_Texto proporcionado_
En este contexto, el Poeta en Nueva York es, en nuestra opinión, el libro que ofrece el mayor número de sugerencias. No por ser una «experiencia surrealista», como aún se sigue juzgándole, sino por ser una confrontación lorquiana con un mundo que no tenía nada de mediterráneo y también como medida concreta de su capacidad lírica en dominar ese mun­do. No hay, o no conocemos nosotros, una experiencia igual en aquel entonces en toda la poesía universal y las obras que se invocan como posibles influencias o puentes para acercar a Lorca a las otras orillas del Atlántico, importan bien poco. Las huellas que dejan no son muchas, participan muy poco en la modalidad poética de aprovechar esa materia tan insóli­ta y casi desaparecen del contenido de los poemas.
Un verdadero temblor parece haberse producido en el alma del poeta una vez que ha dejado su España para hallarse frente a frente con la «ciudad sin sueño» y con la civilización del mundo nuevo. La actitud más normal, y más a la mano en este caso, hubiera podido ser la negación, el rechazo del conocimiento y, tal vez, el anatema desde el exterior. Pero no sucede nada de esto. Encarnación del espíritu español, Lorca intuye mucho antes que los demás poetas europeos el insoslayable desarrollo de esta civilización técnica más allá de sus confines y preocupado en salvaguardar y defender al ser humano tiranizado por el vacío y la voracidad de la técnica, abre un diálogo directo con los valores humanos, como señal de alerta.

_Problema planteado A_
Según el texto sobre Poeta en Nueva York, ¿por qué es ese el libro de Lorca que ofrece el mayor número de sugerencias? Explícalo en una a tres oraciones.
_Problema planteado B_
Escribe una continuación del texto sobre Poeta en Nueva York a partir de su última oración.

_Registros proporcionados_
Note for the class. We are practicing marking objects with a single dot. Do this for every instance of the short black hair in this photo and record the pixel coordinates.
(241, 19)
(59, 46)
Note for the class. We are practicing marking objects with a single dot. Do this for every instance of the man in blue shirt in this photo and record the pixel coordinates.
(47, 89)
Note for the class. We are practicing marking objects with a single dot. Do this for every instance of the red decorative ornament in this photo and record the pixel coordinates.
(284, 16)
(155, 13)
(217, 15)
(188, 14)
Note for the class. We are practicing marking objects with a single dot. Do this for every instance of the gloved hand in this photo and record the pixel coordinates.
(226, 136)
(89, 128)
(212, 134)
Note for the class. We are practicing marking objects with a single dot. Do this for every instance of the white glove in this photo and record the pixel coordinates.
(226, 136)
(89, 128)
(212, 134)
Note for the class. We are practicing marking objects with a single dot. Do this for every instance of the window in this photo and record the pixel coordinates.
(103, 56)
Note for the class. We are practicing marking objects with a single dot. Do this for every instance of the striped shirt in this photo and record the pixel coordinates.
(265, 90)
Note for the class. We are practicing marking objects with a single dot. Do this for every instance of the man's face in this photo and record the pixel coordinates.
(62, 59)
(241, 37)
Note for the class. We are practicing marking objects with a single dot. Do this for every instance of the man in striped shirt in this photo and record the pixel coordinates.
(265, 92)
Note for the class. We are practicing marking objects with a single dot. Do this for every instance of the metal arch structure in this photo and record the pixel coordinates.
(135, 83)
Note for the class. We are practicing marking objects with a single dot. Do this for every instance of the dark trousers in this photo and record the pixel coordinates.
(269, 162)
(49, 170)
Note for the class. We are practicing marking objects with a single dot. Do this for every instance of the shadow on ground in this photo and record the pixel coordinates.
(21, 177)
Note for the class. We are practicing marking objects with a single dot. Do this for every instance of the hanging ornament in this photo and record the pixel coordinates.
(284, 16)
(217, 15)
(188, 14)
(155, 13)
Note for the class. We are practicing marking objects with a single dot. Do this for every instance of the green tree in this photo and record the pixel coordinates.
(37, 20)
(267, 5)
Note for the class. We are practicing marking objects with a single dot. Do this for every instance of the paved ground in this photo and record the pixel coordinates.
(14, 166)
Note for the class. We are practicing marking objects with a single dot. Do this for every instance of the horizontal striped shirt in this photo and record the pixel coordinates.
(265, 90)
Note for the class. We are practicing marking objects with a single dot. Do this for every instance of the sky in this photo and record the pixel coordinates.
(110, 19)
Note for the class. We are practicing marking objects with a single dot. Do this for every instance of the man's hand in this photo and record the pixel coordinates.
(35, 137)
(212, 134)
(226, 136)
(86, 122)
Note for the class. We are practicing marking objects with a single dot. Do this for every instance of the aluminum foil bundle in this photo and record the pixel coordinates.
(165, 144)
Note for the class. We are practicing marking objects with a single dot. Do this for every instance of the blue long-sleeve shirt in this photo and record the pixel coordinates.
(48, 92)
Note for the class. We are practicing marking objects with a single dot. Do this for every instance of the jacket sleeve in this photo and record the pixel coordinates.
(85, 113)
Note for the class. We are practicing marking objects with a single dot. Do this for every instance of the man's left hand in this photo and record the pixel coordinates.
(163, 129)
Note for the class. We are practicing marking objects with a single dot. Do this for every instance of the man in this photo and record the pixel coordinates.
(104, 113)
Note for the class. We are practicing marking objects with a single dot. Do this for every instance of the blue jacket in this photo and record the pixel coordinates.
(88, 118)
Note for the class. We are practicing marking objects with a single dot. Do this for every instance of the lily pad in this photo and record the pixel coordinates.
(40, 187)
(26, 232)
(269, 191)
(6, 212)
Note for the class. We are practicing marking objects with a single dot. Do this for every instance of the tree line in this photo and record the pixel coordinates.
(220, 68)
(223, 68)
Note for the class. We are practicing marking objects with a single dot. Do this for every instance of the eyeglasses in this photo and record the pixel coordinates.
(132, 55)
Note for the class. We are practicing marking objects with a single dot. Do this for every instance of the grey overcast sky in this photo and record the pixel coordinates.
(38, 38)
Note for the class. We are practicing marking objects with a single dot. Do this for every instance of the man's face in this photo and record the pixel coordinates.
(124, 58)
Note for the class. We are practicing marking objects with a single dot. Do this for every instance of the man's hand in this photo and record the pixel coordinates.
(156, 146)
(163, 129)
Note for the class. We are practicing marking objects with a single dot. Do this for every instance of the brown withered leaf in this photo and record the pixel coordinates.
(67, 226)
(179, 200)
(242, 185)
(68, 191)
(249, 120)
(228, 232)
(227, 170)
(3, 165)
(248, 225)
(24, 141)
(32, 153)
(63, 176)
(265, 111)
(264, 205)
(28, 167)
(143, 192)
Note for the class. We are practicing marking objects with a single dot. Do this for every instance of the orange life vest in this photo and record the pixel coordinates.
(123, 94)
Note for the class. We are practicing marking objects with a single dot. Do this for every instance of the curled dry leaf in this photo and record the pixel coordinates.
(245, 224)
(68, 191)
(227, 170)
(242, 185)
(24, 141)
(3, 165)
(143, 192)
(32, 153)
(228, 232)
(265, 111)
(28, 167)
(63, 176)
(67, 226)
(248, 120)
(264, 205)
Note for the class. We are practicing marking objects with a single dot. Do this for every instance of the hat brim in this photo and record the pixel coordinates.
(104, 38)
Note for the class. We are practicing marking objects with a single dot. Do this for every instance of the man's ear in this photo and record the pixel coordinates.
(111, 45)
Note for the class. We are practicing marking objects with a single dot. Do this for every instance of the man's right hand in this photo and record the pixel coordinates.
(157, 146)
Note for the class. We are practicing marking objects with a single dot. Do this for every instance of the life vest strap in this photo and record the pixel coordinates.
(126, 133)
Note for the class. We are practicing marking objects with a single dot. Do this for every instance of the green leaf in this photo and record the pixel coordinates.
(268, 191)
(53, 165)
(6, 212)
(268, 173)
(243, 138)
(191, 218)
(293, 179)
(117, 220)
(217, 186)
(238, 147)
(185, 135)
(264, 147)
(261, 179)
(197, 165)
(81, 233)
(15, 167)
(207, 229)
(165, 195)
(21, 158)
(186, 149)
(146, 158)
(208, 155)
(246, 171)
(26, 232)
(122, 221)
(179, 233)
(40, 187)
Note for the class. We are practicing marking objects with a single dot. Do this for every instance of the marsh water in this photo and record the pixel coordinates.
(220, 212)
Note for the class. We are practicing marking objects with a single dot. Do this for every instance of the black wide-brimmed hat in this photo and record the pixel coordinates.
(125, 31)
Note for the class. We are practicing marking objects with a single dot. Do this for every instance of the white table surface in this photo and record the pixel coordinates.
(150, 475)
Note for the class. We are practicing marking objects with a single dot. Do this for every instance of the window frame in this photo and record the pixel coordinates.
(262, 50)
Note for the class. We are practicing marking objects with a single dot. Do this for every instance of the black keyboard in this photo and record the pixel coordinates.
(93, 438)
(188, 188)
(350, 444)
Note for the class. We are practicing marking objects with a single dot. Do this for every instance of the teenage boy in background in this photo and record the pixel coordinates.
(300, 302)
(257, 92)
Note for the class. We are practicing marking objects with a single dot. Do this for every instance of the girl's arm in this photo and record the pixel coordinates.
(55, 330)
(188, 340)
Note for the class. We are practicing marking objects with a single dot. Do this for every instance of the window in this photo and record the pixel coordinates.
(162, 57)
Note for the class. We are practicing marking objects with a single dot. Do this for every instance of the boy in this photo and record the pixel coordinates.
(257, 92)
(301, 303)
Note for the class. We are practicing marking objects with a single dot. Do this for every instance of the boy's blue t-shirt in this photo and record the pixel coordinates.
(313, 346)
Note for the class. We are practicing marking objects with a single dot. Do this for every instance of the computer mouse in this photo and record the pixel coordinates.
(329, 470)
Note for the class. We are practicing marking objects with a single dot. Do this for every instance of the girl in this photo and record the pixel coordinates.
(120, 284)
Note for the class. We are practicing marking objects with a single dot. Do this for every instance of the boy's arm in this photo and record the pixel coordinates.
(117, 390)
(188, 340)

_Respuesta A_
Según el autor, no lo es por ser una «experiencia surrealista», como todavía se le juzga. Lo es porque supone una confrontación de Lorca con un mundo que no tenía nada de mediterráneo y porque mide concretamente su capacidad lírica para dominar ese mundo.

_Respuesta B_
No a la estética de los surrealistas —cuya presencia borrosa no negamos— es a quien pres­ta su atención sino a la ética, una ética aún por descubrir en sus principios dentro de una sociedad no definida completamente. Una corriente subterránea de dolor y de gran huma­nidad late en todos estos poemas y el autor se nos muestra por primera vez como poeta- ciudadano, tribuna de los eternos valores del alma. Frente a los inmensos muros color ceniza de la ciudad tentacular que arrasa de igual modo a la naturaleza y al hombre, Lorca mide la dimensión del desierto técnico a través de la violencia directa contra el ser humano. Me niego a saber qué tiene de surrealista un verso como este: «Hay un dolor de huecos por el aire sin gente» (Intermedio) pero entiendo que se trata de un verso de indudable acento social y no me es difícil comprender que ese hueco es la muerte misma, la muerte como vacío existencial. Del mismo modo, no sé cuáles serían la forma, la influencia o las tenden­cias surrealistas que dominan el comienzo del poema Vuelta a la ciudad, mas no dudo que después de estos versos:
Debajo de las multiplicaciones
hay una gota de sangre de pato;
debajo de las divisiones
hay una gota de sangre de marinero;
debajo de las sumas, un río de sangre tierna.
el poeta subraya a su aire la «atmósfera surrealista» trasladándola al verso, como un contable humilde, directamente de un libro comercial:
Todos los días se matan en New York cuatro millones de 

patos, cinco millones de cerdos,

dos mil palomas para el gusto de los agonizantes,

un millón de vacas,

un millón de corderos

y dos millones de gallos

que dejan los cielos hechos añicos.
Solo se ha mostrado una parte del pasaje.